GOAL: Return the listing word for word, as given.

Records
## BEGIN

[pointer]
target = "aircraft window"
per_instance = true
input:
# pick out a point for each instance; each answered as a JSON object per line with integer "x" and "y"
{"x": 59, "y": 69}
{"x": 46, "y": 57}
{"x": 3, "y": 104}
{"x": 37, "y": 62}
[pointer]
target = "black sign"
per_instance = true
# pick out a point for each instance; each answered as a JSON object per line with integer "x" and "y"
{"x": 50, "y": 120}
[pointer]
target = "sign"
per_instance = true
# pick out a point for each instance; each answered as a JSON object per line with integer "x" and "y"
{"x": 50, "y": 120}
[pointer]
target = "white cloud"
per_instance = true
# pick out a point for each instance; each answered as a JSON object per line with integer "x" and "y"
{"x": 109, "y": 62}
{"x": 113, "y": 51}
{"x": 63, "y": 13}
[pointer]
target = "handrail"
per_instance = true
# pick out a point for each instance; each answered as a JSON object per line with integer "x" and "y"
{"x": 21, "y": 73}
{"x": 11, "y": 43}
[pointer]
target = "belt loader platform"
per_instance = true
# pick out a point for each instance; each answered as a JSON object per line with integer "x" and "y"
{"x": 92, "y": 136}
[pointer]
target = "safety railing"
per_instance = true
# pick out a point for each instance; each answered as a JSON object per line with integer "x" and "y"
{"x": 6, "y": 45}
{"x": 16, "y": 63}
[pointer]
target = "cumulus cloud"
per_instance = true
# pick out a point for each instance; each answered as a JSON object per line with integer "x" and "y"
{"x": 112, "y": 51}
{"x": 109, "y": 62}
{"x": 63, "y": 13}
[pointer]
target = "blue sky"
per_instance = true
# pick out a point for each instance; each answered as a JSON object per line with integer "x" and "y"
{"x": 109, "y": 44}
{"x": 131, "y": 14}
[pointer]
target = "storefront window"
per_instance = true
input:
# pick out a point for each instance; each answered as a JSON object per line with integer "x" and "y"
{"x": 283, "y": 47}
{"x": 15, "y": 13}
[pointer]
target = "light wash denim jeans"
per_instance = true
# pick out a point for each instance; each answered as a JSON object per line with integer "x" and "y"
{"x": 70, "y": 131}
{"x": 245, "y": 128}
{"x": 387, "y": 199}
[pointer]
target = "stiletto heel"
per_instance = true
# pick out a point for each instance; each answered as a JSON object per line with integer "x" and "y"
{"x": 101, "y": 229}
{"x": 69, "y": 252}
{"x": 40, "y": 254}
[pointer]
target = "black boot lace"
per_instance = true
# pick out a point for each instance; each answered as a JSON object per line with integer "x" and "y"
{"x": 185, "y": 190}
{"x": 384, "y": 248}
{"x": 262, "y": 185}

## END

PROBLEM SOLUTION:
[pointer]
target = "aircraft window"
per_instance = true
input:
# pick out a point for each instance; each answered as a JSON object per line with integer "x" and "y"
{"x": 59, "y": 69}
{"x": 46, "y": 57}
{"x": 3, "y": 104}
{"x": 37, "y": 62}
[pointer]
target = "black sign"
per_instance = true
# pick out a point for each instance; each answered as a JSON object per line with integer "x" and "y"
{"x": 50, "y": 120}
[pointer]
target = "sign"
per_instance = true
# pick out a point for each instance; each answered as a JSON object per line with integer "x" and "y"
{"x": 50, "y": 120}
[pointer]
target = "white cloud"
per_instance = true
# pick out a point for each instance; each answered as a JSON object per line with integer "x" and "y"
{"x": 109, "y": 62}
{"x": 113, "y": 51}
{"x": 63, "y": 13}
[pointer]
target = "handrail"
per_instance = true
# pick out a point for each instance; each answered as a JSON object per line with integer "x" and "y"
{"x": 21, "y": 73}
{"x": 11, "y": 43}
[pointer]
target = "belt loader platform"
per_instance = true
# pick out a point for each instance; each answered as a JSON object per line with integer "x" and "y"
{"x": 92, "y": 136}
[pointer]
target = "safety railing"
per_instance = true
# pick out a point for each instance; each answered as a JSON object per line with integer "x" and "y"
{"x": 6, "y": 45}
{"x": 16, "y": 63}
[pointer]
target = "cumulus cloud"
per_instance = true
# pick out a point for each instance; each answered as a JSON object per line with integer "x" and "y"
{"x": 112, "y": 51}
{"x": 109, "y": 62}
{"x": 63, "y": 13}
[pointer]
target = "blue sky"
per_instance = true
# pick out a point for each instance; each answered as a JSON object per line with integer "x" and "y"
{"x": 109, "y": 44}
{"x": 131, "y": 14}
[pointer]
target = "storefront window"
per_instance = true
input:
# pick out a point for each instance; each answered as a JSON object per line with integer "x" and "y"
{"x": 283, "y": 47}
{"x": 15, "y": 13}
[pointer]
target = "light wash denim jeans"
per_instance = true
# pick out a point for each instance; each answered as a JSON object per line with integer "x" and "y"
{"x": 70, "y": 131}
{"x": 245, "y": 128}
{"x": 387, "y": 199}
[pointer]
target = "stiletto heel"
per_instance = true
# pick out a point for each instance; each answered as a JSON object per line with integer "x" and "y"
{"x": 101, "y": 229}
{"x": 69, "y": 252}
{"x": 40, "y": 254}
[pointer]
target = "black boot lace"
per_instance = true
# pick out a point for each instance; each answered as a JSON object per line with integer "x" and "y"
{"x": 185, "y": 190}
{"x": 384, "y": 248}
{"x": 262, "y": 185}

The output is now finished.